_TEXTE FOURNI_.
====================
Mais il déclare que toute entreprise directe ou déguisée contre l'autonomie du mouvement syndical rendrait cet accord pratiquement impossible. Il répudie toute tactique qui encouragerait, ou même envisagerait, les scissions ouvrières, qui inciterait les prolétaires à prendre parti, dans l'intérieur dans leurs groupes politiques, pour une Internationale syndicale contre une autre, dans l'intérieur de leurs syndicats, pour une conception politique contre une autre, et qui, au lieu d'opérer la concentration indispensable pour l'effort révolutionnaire, aboutirait ainsi à une guerre fratricide entre travailleurs.

Conception révolutionnaire

Le parti proclame à nouveau que la lutte de classes est le principe de son action ; que la révolution sociale, c'est-à-dire la transformation complète du régime de la propriété en est le but ; que l'expropriation économique de la bourgeoisie doit être nécessairement précédée par son expropriation gouvernementale ; que pour la conquête du pouvoir le prolétariat ne saurait renoncer à aucun moyen de lutte, si légal ou si violent qu'il soit, ou paraisse. Il renouvelle cette déclaration sans équivoque ni réticence, prêt à préserver l'intégrité de sa doctrine contre toute tentative de déviation théorique ou de collaboration pratique avec l'État bourgeois.

Il affirme, en revanche, que dans les conditions générales de la vie française, le pouvoir ne saurait être conquis et conservé par des mouvements de masse du prolétariat inorganique, mais seulement par l'action consciente des travailleurs organisés. Il rappelle que la prise du pouvoir politique est la condition et l'un des moyens de la Révolution, non pas la Révolution elle-même, et qu'elle n'y peut aboutir que dans la mesure où l'état d'évolution de la société capitaliste et l'ensemble des circonstances économiques permettent la transformation du régime de la propriété. Il persiste donc dans la doctrine et dans la tactique traditionnelle, - règle invariable, depuis près d'un demi-siècle, de l'élite de ses militants, - qui reconnaît une valeur révolutionnaire à toutes les formes d'activité immédiate du prolétariat préparant, dans les cadres de la société actuelle, la formation de la société future : travail d'extension, d'encadrement et d'éducation des organismes ouvriers, conquête des mandats électifs qui transporte la lutte de classe sur le terrain politique, conquête des réformes, - par l'action directe ou par l'action parlementaire - qui favorise le recrutement des forces socialistes, entretient leur réunion et les tient en haleine pour des revendications nouvelles.

Dictature du prolétariat

Le droit et le devoir du Parti socialiste, après la prise du pouvoir et tant que la sécurité du travail révolutionnaire ne sera pas assurée, sera de gouverner dictatorialement sans chercher une consécration ou un appui dans les formes politiques abolies. Il devra briser toutes les résistances, même celles qui s'appuieraient sur les principes et les institutions démocratiques.
====================
Poursuivez le texte sur la doctrine du Parti socialiste à la suite de sa dernière phrase.

_DONNÉES_.
====================
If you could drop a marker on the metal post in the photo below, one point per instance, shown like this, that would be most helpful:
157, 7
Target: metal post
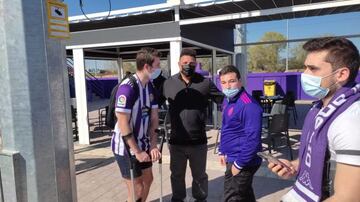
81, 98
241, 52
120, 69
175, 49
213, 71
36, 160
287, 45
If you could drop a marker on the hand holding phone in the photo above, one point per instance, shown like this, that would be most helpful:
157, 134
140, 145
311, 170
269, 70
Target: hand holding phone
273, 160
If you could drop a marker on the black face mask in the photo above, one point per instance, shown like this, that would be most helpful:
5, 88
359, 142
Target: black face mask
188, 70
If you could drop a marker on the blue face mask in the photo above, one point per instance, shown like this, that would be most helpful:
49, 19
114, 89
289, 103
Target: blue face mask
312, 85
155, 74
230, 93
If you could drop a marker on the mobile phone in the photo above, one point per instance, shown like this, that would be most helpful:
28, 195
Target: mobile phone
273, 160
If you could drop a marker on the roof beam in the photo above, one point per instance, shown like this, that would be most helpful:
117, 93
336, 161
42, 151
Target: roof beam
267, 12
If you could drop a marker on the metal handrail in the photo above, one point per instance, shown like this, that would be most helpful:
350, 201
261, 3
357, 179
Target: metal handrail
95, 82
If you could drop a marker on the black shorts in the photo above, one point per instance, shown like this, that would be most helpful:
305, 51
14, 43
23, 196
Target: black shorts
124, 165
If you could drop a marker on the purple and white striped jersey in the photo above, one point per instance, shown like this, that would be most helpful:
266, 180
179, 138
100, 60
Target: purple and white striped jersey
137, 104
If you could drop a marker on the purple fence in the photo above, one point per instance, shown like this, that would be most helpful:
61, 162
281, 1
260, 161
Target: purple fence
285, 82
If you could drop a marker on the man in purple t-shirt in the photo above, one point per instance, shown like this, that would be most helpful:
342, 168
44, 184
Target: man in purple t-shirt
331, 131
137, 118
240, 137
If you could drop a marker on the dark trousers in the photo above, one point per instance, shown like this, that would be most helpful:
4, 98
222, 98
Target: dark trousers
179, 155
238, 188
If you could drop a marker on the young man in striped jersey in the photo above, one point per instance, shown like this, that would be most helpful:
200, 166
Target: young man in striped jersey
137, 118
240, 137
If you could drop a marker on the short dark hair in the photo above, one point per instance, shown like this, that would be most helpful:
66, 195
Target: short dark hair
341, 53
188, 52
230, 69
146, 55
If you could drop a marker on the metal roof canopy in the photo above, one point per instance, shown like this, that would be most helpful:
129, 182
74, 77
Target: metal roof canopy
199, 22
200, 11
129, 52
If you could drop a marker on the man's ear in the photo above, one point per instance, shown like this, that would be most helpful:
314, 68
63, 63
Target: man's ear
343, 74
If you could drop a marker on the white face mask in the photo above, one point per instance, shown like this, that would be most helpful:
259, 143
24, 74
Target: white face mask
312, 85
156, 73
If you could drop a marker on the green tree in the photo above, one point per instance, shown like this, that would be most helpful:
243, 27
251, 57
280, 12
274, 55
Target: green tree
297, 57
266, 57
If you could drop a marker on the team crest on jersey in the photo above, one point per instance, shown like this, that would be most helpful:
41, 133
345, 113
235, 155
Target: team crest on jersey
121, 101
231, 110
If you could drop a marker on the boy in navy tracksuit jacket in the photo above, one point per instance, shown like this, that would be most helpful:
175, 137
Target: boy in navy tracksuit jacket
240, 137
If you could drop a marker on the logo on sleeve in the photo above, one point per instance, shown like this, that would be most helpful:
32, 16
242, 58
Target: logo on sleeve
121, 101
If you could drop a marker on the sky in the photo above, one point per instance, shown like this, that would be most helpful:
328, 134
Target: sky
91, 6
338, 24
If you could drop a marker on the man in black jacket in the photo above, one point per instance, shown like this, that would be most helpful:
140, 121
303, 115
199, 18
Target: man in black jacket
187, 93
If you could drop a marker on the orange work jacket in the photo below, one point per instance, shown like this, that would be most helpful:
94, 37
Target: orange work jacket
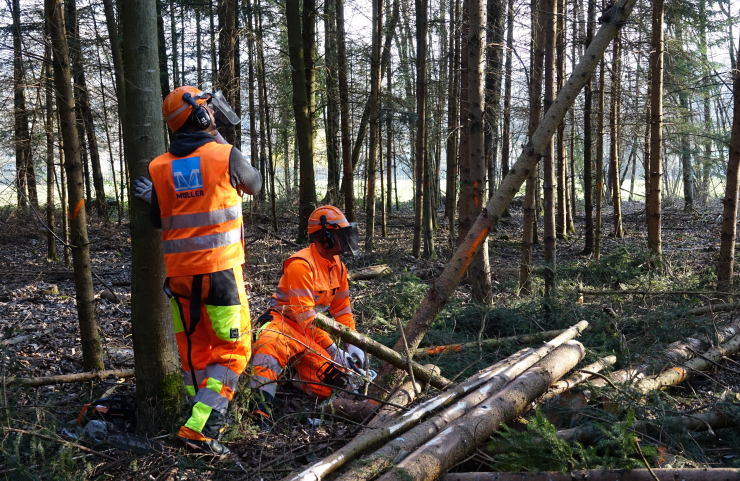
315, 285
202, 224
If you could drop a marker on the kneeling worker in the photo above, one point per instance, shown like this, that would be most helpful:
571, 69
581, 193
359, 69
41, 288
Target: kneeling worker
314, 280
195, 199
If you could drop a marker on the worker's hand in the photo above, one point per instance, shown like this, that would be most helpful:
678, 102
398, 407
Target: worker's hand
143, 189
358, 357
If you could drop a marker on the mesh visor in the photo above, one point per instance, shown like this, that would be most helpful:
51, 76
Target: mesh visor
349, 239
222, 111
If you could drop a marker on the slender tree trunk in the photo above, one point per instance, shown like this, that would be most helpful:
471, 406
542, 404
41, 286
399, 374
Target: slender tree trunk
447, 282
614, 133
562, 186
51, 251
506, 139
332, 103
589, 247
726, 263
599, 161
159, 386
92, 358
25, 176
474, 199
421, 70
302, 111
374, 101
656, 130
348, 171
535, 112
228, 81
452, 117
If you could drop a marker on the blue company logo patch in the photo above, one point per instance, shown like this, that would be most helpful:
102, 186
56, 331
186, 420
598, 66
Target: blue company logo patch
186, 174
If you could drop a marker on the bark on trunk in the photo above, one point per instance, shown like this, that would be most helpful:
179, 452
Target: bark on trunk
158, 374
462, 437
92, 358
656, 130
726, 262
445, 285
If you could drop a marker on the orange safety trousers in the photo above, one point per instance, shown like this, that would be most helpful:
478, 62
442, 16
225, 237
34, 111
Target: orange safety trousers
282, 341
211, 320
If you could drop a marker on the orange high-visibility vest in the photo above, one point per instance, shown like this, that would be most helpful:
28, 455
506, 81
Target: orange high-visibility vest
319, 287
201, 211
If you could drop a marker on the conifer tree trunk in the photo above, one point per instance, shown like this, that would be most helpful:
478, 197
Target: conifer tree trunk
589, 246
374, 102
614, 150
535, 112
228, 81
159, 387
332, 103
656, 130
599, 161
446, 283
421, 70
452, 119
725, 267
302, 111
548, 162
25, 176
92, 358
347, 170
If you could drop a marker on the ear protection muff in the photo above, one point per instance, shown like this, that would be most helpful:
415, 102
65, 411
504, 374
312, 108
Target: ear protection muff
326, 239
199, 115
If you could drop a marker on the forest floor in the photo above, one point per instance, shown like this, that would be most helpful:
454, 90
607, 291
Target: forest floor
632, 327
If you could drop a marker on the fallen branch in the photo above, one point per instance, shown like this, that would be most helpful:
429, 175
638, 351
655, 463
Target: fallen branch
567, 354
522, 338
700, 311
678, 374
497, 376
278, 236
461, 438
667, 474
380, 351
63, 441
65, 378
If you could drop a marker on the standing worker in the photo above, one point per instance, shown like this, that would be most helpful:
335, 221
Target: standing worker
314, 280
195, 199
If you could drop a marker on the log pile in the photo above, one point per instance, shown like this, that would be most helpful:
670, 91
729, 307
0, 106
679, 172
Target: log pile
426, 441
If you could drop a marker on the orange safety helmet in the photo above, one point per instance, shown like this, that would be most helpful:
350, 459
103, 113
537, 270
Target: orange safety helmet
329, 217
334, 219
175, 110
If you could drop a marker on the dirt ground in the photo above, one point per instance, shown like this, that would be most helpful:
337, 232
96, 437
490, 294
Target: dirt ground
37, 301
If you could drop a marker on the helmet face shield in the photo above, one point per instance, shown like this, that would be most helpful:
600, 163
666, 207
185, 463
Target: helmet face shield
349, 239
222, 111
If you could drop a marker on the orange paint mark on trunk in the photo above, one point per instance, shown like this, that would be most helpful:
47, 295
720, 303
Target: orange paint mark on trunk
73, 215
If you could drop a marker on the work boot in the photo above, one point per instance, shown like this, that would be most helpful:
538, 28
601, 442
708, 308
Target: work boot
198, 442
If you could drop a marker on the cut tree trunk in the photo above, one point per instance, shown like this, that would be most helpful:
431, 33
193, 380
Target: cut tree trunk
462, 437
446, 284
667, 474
====================
_RÉPONSE AU PROBLÈME_.
Le parti reconnaît donc la nécessité de fait de la Dictature du Prolétariat, mais sous les réserves formelles :

qu'elle soit exercée par un parti dont l'organisation repose effectivement, comme celle du Parti français, sur la souveraineté populaire ; que, par conséquent, la réalité du pouvoir appartienne personnellement au Prolétariat lui-même, au lieu de se concentrer dans les mains d'un comité public ou occulte ;

qu'une prise de pouvoir impatiente et prématurée ne laisse pas un intervalle de temps démesuré entre la saisie du pouvoir politique et la transformation économique qui est par elle-même la Révolution ; que, par conséquent, la Dictature du Prolétariat conserve son caractère provisoire de mesure révolutionnaire, au lieu de devenir un système stable de gouvernement ;

que le recours à la violence, et, à plus forte raison, l'application de la terreur, toujours combattus par la doctrine socialiste, n'apparaissent que comme l'extrême moyen de salut de la Révolution menacée ; au lieu d'être affirmés systématiquement comme l'instrument normal est inévitable du pouvoir prolétarien.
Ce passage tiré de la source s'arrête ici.